TASK TO CARRY OUT - Write the next part of the Ash Wednesday reflection below, beginning right after its final sentence.

EXCERPTED PASSAGE -

────

Today's Lectionary Text
To the leader. A Psalm of David, when the prophet Nathan came to him, after he had gone in to Bathsheba.
Have mercy on me, O God,
For I know my transgressions,
You desire truth in the inward being;
Create in me a clean heart, O God,
Then I will teach transgressors your ways,
O Lord, open my lips,
This Psalm is a traditional reading for Ash Wednesday, and it begins with a reminder of our human brokenness and need for repentance. It’s hard sometimes to hear that we have done something wrong, that we have harmed others. Ash Wednesday is the reminder of the price of our brokenness. We live in a world where there is brokenness and pain, and where we experience the mortality of our physical body.
For two years I served as a Clinical Pastoral Education resident at the University of Kansas Hospital. My first year, I was the chaplain on call for Ash Wednesday. I was called to so many different places in the hospital to provide the imposition of ashes for doctors and nurses who simply could not get away from their work to attend mass or services, as well as for patients.
I remember being struck by how universally recognized and requested the ashes, those symbols of grief and repentance, were that day. I’d begin imposing ashes for one person and it seemed like a line would form right behind of others who wanted to receive the ashes. These ancient practices of the church still feed a deep hunger in our soul, even in the modern world.

────

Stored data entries
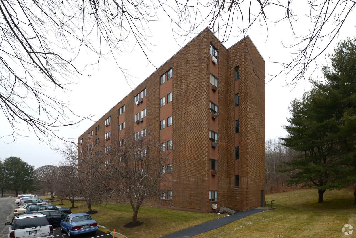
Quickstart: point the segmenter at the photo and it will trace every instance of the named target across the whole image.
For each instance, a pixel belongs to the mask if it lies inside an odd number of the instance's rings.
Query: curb
[[[110,233],[111,236],[113,236],[114,234],[113,232],[110,232],[110,230],[108,230],[106,228],[104,228],[103,227],[99,227],[98,228],[98,229],[100,231],[102,231],[103,232],[105,232],[105,233]],[[116,238],[126,238],[126,237],[124,235],[119,233],[119,232],[115,232],[115,237],[116,237]]]

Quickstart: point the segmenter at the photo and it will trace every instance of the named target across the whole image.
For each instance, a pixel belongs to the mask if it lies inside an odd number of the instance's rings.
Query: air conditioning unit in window
[[[211,57],[211,61],[212,61],[214,64],[216,64],[218,63],[218,59],[215,58],[215,56],[213,56]]]
[[[218,87],[215,86],[215,85],[212,85],[211,89],[213,90],[213,91],[214,91],[214,92],[216,92],[216,91],[218,90]]]

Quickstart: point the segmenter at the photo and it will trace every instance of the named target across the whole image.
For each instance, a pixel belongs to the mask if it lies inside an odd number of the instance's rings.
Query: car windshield
[[[81,221],[87,221],[87,220],[91,220],[92,218],[89,215],[84,216],[80,216],[78,217],[74,217],[72,218],[71,222],[80,222]]]
[[[16,219],[16,221],[14,230],[41,227],[49,224],[46,217],[36,217],[23,219]]]

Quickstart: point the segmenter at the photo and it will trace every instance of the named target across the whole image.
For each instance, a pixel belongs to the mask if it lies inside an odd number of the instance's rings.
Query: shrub
[[[233,210],[231,210],[230,208],[228,208],[227,207],[222,207],[220,208],[220,211],[219,211],[219,212],[220,213],[220,214],[232,215],[233,214],[235,214],[235,213],[236,212]]]

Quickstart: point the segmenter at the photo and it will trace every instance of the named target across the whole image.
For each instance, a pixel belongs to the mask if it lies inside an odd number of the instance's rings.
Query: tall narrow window
[[[235,80],[237,80],[240,77],[240,66],[235,68]]]
[[[210,141],[218,143],[218,133],[213,131],[209,132],[209,140]]]
[[[161,106],[163,107],[166,105],[166,97],[163,97],[161,99]]]
[[[239,187],[239,175],[235,175],[235,187]]]
[[[235,147],[235,159],[238,159],[240,156],[240,149],[239,147]]]
[[[172,126],[172,117],[171,116],[167,118],[167,126]]]
[[[166,127],[166,119],[163,119],[161,121],[161,130]]]
[[[168,80],[171,78],[172,77],[172,73],[173,72],[173,70],[172,68],[171,68],[169,70],[167,71],[167,80]]]
[[[173,100],[173,95],[172,95],[172,92],[171,92],[167,95],[167,103],[169,102],[172,100]]]
[[[218,59],[218,50],[211,44],[210,44],[210,53],[211,55],[214,56],[216,58],[216,60]]]
[[[210,73],[210,83],[218,87],[218,78],[214,76],[211,73]]]
[[[161,80],[161,84],[162,85],[166,82],[166,74],[164,74],[163,75],[161,75],[160,79]]]

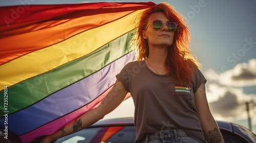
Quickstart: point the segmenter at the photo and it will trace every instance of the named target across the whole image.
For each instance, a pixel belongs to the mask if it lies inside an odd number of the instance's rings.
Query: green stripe
[[[126,54],[130,51],[129,43],[132,35],[131,32],[127,33],[87,56],[10,87],[8,89],[8,113],[35,103]],[[4,90],[0,94],[4,94]],[[0,110],[4,111],[3,104]],[[1,111],[1,118],[3,113]]]
[[[191,90],[189,89],[189,88],[186,89],[185,88],[179,88],[179,87],[175,87],[175,90],[177,89],[179,89],[179,90]]]

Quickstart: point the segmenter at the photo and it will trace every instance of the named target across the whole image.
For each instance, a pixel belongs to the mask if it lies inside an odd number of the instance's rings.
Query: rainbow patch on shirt
[[[176,92],[186,92],[190,93],[191,89],[189,87],[175,85],[175,91]]]

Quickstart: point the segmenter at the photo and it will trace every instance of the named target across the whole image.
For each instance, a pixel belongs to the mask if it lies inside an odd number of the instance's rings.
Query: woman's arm
[[[54,142],[60,137],[88,127],[118,106],[127,93],[122,83],[117,80],[112,89],[99,106],[67,124],[61,129],[47,136],[40,142]]]
[[[195,93],[195,100],[199,120],[208,140],[211,143],[224,142],[220,129],[210,112],[204,84],[202,84]]]

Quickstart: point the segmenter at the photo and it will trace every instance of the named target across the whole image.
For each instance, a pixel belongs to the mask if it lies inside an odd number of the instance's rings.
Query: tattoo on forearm
[[[217,128],[214,128],[213,130],[209,131],[208,134],[210,137],[210,142],[219,143],[221,142],[222,137]]]
[[[66,133],[66,132],[65,132],[65,131],[64,131],[64,128],[65,128],[65,127],[63,127],[63,128],[61,129],[61,132],[60,132],[60,135],[61,135],[61,136],[64,136],[64,135],[65,135],[65,134],[66,134],[66,133]]]
[[[74,132],[76,132],[79,128],[82,127],[82,120],[79,119],[78,121],[75,121],[73,124],[73,130]]]

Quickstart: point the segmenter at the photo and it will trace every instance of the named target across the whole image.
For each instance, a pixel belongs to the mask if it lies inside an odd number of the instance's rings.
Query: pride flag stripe
[[[89,55],[10,87],[9,91],[12,96],[8,98],[9,113],[30,106],[126,54],[132,35],[131,32],[126,33]],[[0,94],[4,94],[4,91]],[[0,108],[4,110],[4,107]]]
[[[134,59],[135,19],[156,5],[25,2],[0,8],[0,94],[8,86],[8,139],[15,143],[52,133],[104,102]]]
[[[84,12],[81,11],[80,13],[82,12]],[[19,34],[0,39],[0,45],[4,45],[5,47],[0,51],[0,64],[58,43],[90,29],[114,21],[132,12],[103,13],[100,15],[89,15],[69,19],[52,20],[40,24],[34,24],[27,27],[26,29],[18,29],[15,32]],[[51,25],[51,27],[48,26],[49,25]],[[1,35],[12,34],[11,31],[8,32],[10,33],[4,33]],[[51,34],[51,38],[49,38],[49,33]],[[13,42],[14,41],[15,42]],[[40,42],[42,41],[44,42]],[[6,43],[8,44],[5,44]],[[8,52],[10,51],[12,52]]]
[[[103,99],[106,94],[110,91],[112,87],[111,87],[107,91],[103,93],[99,97],[93,101],[89,104],[81,107],[80,108],[74,111],[65,116],[59,118],[56,120],[45,125],[44,126],[40,127],[31,132],[25,134],[20,135],[19,138],[23,143],[30,142],[31,141],[35,139],[38,136],[41,136],[45,135],[48,135],[55,132],[62,128],[63,125],[66,125],[68,123],[76,119],[80,115],[90,110],[92,108],[94,108],[101,103]]]
[[[67,40],[2,65],[1,76],[3,77],[1,77],[2,80],[0,81],[0,90],[3,90],[5,85],[11,86],[84,56],[120,36],[124,33],[132,30],[135,28],[134,21],[135,17],[141,12],[141,10],[136,11],[118,20],[87,31]],[[120,31],[113,30],[115,29]],[[105,33],[108,33],[107,36]],[[95,42],[90,42],[95,39],[97,40]],[[44,67],[48,65],[51,65],[51,68],[46,71]],[[26,71],[28,69],[29,69],[29,73],[20,72]]]
[[[8,128],[18,135],[23,134],[89,103],[115,83],[116,79],[112,77],[120,73],[122,65],[133,60],[134,58],[134,54],[129,54],[87,78],[51,94],[22,111],[9,115]],[[87,91],[80,92],[83,90]],[[77,101],[70,102],[71,97],[75,97]],[[56,101],[58,102],[56,103]],[[31,113],[33,114],[33,118],[30,117]],[[17,118],[19,121],[16,121]],[[28,126],[28,124],[30,126]],[[0,125],[1,127],[4,126],[5,125]],[[20,128],[24,130],[21,130]]]

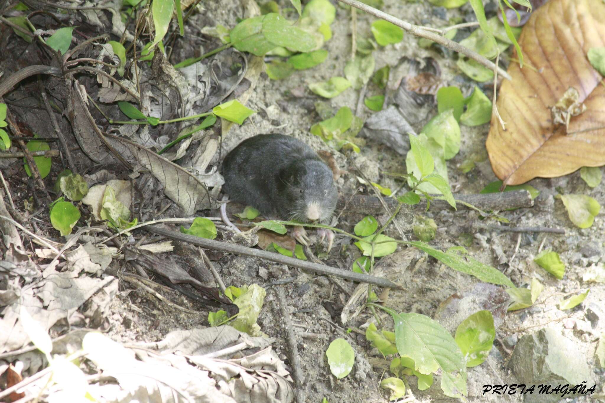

────

RESPONSE TO THIS EXERCISE -
But most of all, I was struck by the nature of using a reminder that “you are dust, and to dust you shall return” in a place where for some that return to dust was staring them right in their face. In my work in the hospital, I came to recognize just how much we do to deny, avoid, and prevent death, and yet the fact is, we are all mortal. We do return to the dust of the earth from which God created and breathed life into us. I have come to recognize that being reminded of our mortality is in many ways a blessing and an opportunity. Life is all the sweeter because it is limited and precious. And the call to repentance is a gift and an invitation to live each moment with a clean conscience and with the promise that even when we do terrible wrongs, God will walk with us and make us new every day.
Lent is an opportunity to walk with Christ and to allow our brokenness to die with him on Golgotha, on that Cross. It is a chance for us to allow our hearts to be broken by the things that break God’s heart too. War, poverty, injustice, all of those places where sin has divided us, can be healed by God’s grace. Prayers, fasting, and almsgiving are ancient practices that are needed now more than ever in this world.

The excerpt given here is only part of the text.